Work to be completed —
Copy out word for word the part of the records below that opens with the line containing "Reviewer note: make sure every instance of the mulch" and runs through the end of the records.

Available records start

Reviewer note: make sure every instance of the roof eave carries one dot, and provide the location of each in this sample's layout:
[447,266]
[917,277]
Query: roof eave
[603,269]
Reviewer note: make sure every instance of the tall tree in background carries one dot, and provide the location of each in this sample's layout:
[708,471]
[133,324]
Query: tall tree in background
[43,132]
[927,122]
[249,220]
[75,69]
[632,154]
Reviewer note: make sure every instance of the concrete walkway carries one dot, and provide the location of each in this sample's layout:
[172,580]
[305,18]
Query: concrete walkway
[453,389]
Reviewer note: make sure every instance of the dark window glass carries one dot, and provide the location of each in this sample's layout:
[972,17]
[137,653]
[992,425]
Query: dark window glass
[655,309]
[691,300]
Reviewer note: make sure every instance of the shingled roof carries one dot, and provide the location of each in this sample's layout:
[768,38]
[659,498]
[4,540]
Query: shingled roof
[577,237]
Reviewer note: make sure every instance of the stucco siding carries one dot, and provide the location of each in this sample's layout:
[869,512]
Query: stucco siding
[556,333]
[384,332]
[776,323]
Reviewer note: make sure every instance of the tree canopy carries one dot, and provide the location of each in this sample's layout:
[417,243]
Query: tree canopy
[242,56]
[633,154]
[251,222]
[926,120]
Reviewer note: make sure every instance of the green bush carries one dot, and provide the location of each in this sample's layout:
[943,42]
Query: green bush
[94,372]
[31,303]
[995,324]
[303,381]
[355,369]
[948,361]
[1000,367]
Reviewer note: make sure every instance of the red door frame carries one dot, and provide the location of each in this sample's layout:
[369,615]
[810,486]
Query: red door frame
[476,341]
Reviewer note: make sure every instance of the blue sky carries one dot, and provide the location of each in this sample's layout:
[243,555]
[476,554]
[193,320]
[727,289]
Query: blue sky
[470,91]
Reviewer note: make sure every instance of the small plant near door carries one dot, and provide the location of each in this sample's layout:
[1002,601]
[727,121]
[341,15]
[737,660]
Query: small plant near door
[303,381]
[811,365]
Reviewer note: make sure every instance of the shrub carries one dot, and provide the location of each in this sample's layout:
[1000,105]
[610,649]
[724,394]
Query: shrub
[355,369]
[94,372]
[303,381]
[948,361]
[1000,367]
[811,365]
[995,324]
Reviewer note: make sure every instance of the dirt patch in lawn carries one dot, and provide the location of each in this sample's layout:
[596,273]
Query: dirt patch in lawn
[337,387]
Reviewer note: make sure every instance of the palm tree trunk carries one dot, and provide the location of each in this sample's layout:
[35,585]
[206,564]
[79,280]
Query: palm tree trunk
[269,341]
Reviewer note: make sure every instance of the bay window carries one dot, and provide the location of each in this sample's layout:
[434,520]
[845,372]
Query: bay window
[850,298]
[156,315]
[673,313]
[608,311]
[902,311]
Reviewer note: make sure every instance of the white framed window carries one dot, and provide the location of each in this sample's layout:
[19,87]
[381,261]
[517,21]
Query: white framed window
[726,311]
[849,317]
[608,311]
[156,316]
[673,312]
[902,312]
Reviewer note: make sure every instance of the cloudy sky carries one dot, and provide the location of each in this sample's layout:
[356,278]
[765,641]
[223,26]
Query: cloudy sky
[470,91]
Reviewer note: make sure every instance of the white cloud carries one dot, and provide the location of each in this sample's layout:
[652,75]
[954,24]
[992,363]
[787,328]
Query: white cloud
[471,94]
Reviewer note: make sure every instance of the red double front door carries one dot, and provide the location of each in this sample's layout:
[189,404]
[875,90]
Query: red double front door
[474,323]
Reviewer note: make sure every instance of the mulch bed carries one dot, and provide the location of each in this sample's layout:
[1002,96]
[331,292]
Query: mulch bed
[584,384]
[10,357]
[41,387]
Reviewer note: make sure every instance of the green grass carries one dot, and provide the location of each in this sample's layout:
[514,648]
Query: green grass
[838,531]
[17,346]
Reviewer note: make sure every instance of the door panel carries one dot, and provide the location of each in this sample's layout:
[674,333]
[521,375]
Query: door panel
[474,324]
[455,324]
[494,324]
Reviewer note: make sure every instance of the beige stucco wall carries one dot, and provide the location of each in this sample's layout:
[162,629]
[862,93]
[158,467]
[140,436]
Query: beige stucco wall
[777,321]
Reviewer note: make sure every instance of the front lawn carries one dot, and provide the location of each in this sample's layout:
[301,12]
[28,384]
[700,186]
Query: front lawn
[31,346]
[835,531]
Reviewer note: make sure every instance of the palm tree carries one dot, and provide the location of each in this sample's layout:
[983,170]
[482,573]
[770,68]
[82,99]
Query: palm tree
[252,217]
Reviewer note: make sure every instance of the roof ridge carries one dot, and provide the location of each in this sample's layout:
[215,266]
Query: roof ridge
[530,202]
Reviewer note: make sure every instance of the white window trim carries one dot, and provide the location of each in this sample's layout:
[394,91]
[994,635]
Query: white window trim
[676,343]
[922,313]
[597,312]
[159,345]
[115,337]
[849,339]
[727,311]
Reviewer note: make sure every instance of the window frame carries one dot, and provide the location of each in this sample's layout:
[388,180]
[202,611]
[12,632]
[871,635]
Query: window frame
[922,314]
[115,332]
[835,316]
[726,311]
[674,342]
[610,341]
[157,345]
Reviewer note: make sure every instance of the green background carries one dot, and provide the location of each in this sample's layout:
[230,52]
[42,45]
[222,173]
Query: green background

Available records end

Output for this exercise —
Reviewer note: make sure every instance of the mulch bed carries one dot, and provide the location of each in this sample's layout:
[1002,96]
[331,292]
Query: mulch bed
[584,384]
[10,357]
[41,387]
Reviewer note: make sure every instance of the green grass carries one dot, and provide the location of each in this sample's layout:
[514,648]
Query: green grass
[838,531]
[17,346]
Reviewer note: make sure every instance of the door panel carries one dot, and provide the location of each in this sample's layout:
[674,333]
[521,375]
Query: door panel
[474,324]
[455,324]
[494,324]
Reviewer note: make sure every instance of the beige stucco wall carries one dot, and provide the location of each in this sample's layout:
[162,629]
[862,93]
[158,467]
[140,436]
Query: beige stucco wall
[777,321]
Reviewer note: make sure every instance of the front lawn carries one dot, and provide the location of each in this sample's layout:
[301,12]
[28,384]
[700,186]
Query: front lawn
[31,346]
[835,531]
Reviewer note: make sure every instance of the palm tree carries one dot, and provide the location of each in this sample's layout:
[983,170]
[482,573]
[770,68]
[82,99]
Query: palm tree
[252,217]
Reviewer note: make sure every instance of the roof ridge carries one dot, and provide the location of each in this sample's layout:
[215,266]
Query: roof ridge
[530,202]
Reviewer note: make sure every instance of the white window trim carries one dot, and provide the location of each in this sample's layout:
[394,91]
[994,635]
Query: white window trim
[676,343]
[922,313]
[597,312]
[159,345]
[115,337]
[849,339]
[727,311]
Reviewer note: make sure every instance of the window frame carries one dot, and provide the location of each in this sample's layout:
[388,180]
[202,611]
[12,632]
[871,635]
Query: window frame
[922,314]
[115,332]
[835,316]
[726,311]
[674,342]
[610,341]
[157,345]
Reviewer note: make sure every instance of the green background carries one dot, and provide the location of each in this sample's layout:
[230,52]
[42,45]
[222,173]
Query: green background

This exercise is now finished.